** HOW TO COMPLETE THIS TASK **
Every line below that has the string "item" needs to be copied.

Segment Start: DATASET EXTRACT

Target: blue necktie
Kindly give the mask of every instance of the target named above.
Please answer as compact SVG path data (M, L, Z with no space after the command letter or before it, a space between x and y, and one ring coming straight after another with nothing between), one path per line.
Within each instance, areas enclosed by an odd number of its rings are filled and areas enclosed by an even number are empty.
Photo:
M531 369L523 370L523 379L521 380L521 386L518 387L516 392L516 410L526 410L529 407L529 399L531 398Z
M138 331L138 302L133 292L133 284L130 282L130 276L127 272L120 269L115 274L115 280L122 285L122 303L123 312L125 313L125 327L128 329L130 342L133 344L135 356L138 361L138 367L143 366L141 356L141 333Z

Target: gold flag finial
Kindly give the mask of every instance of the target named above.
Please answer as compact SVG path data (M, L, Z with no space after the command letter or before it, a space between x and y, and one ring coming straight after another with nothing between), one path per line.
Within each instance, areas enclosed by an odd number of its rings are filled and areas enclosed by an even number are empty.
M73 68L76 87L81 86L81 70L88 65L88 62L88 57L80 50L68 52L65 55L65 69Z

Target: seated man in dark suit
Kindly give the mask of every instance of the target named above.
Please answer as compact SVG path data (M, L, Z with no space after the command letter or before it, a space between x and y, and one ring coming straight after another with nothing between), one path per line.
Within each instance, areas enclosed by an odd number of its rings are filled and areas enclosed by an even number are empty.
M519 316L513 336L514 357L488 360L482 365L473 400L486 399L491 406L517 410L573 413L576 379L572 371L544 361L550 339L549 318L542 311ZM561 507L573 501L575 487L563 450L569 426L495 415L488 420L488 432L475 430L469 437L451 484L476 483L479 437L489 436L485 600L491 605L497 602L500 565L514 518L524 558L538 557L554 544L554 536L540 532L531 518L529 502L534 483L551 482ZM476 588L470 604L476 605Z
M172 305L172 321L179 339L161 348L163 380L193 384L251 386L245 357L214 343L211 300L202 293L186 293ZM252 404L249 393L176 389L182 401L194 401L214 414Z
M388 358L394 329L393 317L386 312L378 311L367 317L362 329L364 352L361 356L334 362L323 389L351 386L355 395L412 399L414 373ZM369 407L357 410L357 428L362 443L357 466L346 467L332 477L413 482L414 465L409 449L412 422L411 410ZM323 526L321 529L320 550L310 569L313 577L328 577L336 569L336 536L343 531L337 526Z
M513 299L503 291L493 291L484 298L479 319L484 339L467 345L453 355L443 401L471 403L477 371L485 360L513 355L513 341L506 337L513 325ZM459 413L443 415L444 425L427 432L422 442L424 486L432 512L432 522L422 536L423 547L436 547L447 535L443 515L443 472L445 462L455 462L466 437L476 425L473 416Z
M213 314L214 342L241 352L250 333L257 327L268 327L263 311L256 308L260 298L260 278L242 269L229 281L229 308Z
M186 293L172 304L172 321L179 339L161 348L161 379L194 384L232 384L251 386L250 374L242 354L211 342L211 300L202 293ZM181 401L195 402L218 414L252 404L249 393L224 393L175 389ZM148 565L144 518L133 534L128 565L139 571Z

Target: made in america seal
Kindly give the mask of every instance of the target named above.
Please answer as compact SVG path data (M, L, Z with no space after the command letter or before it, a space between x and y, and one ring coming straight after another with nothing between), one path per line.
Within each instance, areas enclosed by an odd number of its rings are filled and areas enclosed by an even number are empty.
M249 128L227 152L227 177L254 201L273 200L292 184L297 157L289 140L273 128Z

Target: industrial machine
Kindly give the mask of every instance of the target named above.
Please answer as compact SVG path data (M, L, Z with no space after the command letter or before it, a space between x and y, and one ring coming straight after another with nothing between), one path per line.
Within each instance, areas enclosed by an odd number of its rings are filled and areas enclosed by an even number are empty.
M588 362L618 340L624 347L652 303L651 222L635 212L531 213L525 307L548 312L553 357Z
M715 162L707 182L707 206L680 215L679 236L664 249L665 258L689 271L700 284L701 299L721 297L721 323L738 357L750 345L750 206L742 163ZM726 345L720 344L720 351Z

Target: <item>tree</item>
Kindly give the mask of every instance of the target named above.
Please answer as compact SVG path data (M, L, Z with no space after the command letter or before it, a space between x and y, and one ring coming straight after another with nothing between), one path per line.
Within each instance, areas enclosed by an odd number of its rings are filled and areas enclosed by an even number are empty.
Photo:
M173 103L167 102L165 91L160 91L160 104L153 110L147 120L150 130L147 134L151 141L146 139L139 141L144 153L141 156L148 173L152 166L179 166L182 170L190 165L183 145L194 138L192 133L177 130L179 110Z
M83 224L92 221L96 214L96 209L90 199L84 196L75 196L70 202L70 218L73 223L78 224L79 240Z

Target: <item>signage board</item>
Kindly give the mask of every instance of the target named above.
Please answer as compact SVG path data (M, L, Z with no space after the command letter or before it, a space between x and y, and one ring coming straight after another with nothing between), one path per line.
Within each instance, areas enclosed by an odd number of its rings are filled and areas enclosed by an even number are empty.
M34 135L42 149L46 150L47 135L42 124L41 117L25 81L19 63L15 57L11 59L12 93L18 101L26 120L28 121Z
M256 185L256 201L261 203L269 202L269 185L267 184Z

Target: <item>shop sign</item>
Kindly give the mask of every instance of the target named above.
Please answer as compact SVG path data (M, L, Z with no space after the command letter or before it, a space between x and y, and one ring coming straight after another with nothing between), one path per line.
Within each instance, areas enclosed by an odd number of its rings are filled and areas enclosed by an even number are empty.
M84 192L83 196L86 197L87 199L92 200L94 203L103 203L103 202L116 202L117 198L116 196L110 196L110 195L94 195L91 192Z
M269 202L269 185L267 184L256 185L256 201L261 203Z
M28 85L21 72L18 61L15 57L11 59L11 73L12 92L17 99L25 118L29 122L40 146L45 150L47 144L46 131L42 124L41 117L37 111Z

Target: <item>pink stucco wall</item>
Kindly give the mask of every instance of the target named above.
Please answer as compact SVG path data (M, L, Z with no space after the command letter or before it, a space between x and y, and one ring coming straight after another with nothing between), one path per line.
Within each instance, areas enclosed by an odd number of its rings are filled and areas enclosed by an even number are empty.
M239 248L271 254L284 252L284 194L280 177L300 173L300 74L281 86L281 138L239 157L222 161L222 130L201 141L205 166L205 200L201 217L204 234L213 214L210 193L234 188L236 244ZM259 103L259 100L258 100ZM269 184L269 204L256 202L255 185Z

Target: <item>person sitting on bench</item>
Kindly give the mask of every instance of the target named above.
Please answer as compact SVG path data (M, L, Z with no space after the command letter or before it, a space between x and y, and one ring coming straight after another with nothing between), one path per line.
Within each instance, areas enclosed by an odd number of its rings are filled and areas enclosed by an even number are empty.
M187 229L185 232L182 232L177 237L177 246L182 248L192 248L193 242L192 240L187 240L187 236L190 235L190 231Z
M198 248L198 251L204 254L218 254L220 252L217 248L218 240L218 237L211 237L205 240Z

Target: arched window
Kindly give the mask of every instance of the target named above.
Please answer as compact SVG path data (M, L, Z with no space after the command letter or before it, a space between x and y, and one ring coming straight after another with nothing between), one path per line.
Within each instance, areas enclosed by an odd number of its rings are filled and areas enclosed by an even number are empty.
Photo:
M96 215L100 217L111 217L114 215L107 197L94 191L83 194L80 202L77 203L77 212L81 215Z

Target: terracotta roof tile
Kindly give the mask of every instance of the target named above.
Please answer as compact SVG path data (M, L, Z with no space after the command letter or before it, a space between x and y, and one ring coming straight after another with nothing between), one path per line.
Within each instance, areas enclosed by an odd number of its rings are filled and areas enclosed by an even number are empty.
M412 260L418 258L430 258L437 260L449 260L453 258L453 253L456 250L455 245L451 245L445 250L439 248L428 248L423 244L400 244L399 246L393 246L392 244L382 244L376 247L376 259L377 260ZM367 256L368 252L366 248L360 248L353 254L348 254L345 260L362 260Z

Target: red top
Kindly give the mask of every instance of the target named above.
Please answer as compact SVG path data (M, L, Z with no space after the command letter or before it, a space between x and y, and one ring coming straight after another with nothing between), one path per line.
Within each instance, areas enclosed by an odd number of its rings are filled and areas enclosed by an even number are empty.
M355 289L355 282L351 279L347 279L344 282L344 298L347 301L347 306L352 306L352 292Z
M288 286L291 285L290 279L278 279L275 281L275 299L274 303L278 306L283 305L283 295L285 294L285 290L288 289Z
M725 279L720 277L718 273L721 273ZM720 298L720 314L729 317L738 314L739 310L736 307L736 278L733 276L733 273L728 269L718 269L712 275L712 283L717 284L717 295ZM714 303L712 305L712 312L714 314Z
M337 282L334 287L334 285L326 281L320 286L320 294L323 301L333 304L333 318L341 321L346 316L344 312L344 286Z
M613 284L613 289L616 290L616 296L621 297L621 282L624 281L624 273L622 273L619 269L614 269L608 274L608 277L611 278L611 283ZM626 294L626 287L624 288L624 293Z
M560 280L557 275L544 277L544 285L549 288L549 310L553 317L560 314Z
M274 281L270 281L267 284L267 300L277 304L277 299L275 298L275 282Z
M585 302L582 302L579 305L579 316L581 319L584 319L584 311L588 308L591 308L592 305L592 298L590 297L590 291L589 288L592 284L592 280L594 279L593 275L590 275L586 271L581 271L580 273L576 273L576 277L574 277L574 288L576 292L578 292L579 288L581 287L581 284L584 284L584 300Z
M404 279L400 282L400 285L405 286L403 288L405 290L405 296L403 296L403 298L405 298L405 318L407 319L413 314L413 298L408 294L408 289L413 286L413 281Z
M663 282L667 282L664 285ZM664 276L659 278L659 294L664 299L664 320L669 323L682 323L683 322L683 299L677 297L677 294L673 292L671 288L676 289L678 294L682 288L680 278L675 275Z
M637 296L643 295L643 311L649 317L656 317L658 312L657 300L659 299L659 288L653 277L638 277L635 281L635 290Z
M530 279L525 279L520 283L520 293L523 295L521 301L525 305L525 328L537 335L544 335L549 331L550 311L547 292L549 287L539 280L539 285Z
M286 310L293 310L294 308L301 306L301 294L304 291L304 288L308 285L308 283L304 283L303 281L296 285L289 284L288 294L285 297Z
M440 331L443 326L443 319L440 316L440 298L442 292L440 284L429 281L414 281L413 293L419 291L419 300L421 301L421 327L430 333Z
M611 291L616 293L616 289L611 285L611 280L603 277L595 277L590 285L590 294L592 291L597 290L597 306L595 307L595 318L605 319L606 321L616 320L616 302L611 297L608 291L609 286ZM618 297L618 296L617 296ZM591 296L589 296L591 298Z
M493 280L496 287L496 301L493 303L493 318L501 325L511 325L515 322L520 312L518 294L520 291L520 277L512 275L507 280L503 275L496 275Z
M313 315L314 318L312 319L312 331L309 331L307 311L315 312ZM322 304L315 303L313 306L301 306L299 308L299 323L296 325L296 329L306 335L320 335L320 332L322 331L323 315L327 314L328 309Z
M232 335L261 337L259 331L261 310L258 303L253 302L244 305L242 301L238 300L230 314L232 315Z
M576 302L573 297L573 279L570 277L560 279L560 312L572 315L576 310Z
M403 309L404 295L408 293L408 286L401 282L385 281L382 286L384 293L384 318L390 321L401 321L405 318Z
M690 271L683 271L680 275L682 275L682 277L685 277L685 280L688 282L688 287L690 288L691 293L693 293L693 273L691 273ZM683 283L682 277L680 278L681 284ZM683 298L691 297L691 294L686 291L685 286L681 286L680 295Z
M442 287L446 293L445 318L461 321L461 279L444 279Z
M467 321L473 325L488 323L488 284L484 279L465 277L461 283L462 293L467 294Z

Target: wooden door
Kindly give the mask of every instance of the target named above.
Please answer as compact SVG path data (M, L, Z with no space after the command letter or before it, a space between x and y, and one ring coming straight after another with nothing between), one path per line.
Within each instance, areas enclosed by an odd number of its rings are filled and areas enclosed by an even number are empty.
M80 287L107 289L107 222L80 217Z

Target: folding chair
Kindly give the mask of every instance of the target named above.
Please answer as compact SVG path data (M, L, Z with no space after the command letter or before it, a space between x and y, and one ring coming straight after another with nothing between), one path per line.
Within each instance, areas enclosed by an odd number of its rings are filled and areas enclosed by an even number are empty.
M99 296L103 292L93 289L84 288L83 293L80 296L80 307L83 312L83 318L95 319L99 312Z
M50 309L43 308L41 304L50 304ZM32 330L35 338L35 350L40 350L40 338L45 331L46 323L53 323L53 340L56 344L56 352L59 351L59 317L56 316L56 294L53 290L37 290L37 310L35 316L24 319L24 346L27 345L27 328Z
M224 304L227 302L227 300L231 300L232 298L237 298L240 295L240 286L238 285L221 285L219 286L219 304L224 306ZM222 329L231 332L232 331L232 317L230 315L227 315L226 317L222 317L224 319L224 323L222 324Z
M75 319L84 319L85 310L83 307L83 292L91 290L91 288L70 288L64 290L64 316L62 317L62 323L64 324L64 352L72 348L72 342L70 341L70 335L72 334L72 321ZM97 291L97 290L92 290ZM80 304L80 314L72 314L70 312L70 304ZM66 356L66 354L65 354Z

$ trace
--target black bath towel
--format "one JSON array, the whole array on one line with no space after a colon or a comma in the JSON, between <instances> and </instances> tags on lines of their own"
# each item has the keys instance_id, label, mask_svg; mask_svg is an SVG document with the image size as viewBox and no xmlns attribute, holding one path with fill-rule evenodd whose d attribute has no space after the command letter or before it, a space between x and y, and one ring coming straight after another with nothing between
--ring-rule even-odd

Segment End: DATASET EXTRACT

** WRITTEN RESPONSE **
Target: <item>tree</item>
Target: <item>signage board</item>
Target: <item>shop sign</item>
Target: <item>pink stucco wall</item>
Target: <item>person sitting on bench</item>
# each item has the keys instance_id, label, mask_svg; mask_svg is an SVG document with the image size as viewBox and no xmlns attribute, holding one path with fill-rule evenodd whose d attribute has no space after the command letter or before it, a space between x and y, and one ring coming straight after another with nothing between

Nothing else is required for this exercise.